**DATASET ENTRIES**
+ + +

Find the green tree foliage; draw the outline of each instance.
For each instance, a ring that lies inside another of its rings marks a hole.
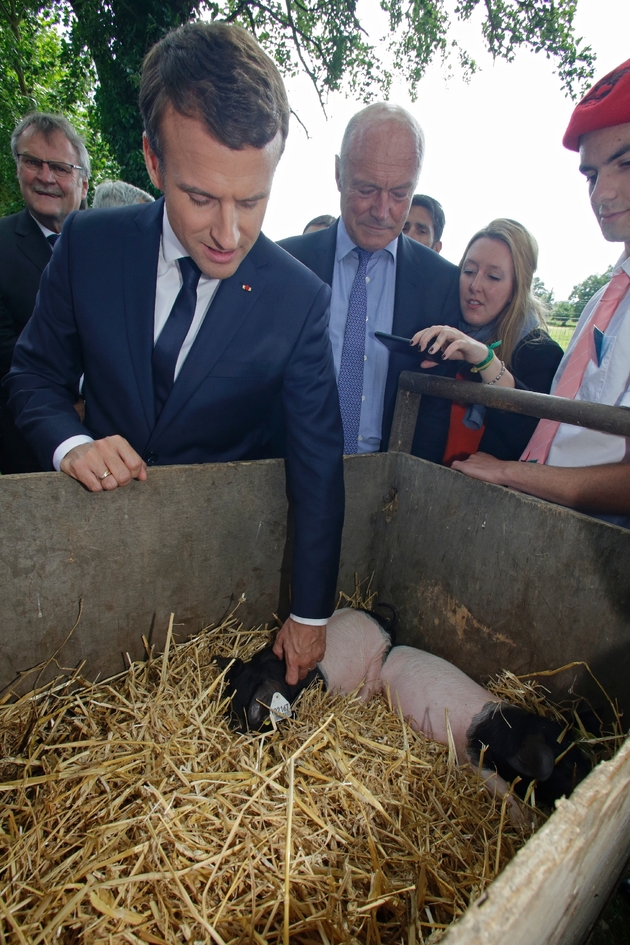
[[[249,29],[285,75],[304,70],[323,103],[343,89],[368,101],[387,96],[393,72],[405,76],[412,94],[435,57],[454,52],[465,72],[476,66],[449,42],[443,0],[381,0],[389,21],[391,62],[379,60],[361,25],[355,0],[69,0],[73,36],[94,58],[99,78],[96,105],[101,128],[123,177],[146,187],[139,151],[138,74],[142,59],[163,33],[191,17],[237,22]],[[513,59],[525,46],[552,57],[564,88],[580,91],[592,74],[589,47],[573,34],[575,0],[463,0],[455,17],[483,17],[483,34],[494,56]]]
[[[8,24],[16,6],[22,11],[18,19],[25,37],[28,30],[30,37],[35,35],[38,23],[42,29],[46,17],[62,18],[66,32],[57,31],[60,58],[56,61],[69,69],[65,84],[58,83],[67,92],[65,101],[68,105],[78,102],[73,95],[83,77],[90,88],[88,118],[93,101],[98,127],[121,175],[146,187],[137,110],[142,59],[167,30],[190,18],[240,23],[285,75],[305,71],[322,104],[327,92],[337,90],[362,101],[386,97],[395,73],[407,80],[413,95],[435,57],[445,62],[455,57],[465,74],[474,72],[473,59],[450,38],[451,18],[466,21],[473,15],[481,19],[493,56],[510,61],[520,47],[542,52],[553,59],[569,94],[583,90],[592,75],[593,55],[573,32],[577,0],[455,2],[449,14],[446,0],[380,0],[388,23],[385,61],[379,59],[362,26],[356,0],[44,0],[30,5],[27,0],[0,0],[0,29],[10,32]],[[25,38],[24,49],[29,42]],[[66,54],[69,58],[64,59]],[[21,106],[25,92],[20,88],[19,67],[24,69],[25,64],[20,55],[13,55],[12,61],[13,85]],[[94,86],[92,63],[97,77]],[[40,107],[39,100],[36,104]]]
[[[570,302],[556,302],[547,321],[550,325],[575,325],[577,318]]]
[[[23,206],[10,140],[30,111],[66,115],[87,141],[95,174],[116,173],[92,102],[92,57],[64,31],[62,15],[54,4],[0,0],[0,215]]]
[[[545,305],[553,305],[553,289],[548,289],[542,279],[539,279],[538,276],[534,276],[534,281],[532,282],[532,292],[536,298],[540,299],[541,302],[544,302]]]
[[[554,325],[576,325],[587,302],[590,302],[602,286],[610,282],[612,271],[613,267],[609,266],[606,272],[589,276],[584,282],[578,282],[577,285],[574,285],[569,300],[556,302],[553,306],[550,316],[551,323]]]
[[[584,306],[593,298],[595,293],[601,289],[602,286],[606,285],[607,282],[610,282],[612,271],[613,267],[609,266],[606,272],[603,272],[601,275],[589,276],[584,282],[573,286],[571,295],[569,296],[569,302],[573,306],[576,318],[580,317],[584,311]]]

+ + +

**EXERCISE OBJECTIVE**
For every line of the material above that contains the word "instance", show the line.

**FINAL ANSWER**
Find the green tree foliage; draw the outline of each instance.
For each instance, a ring that lies inside another of its rings marks a hole.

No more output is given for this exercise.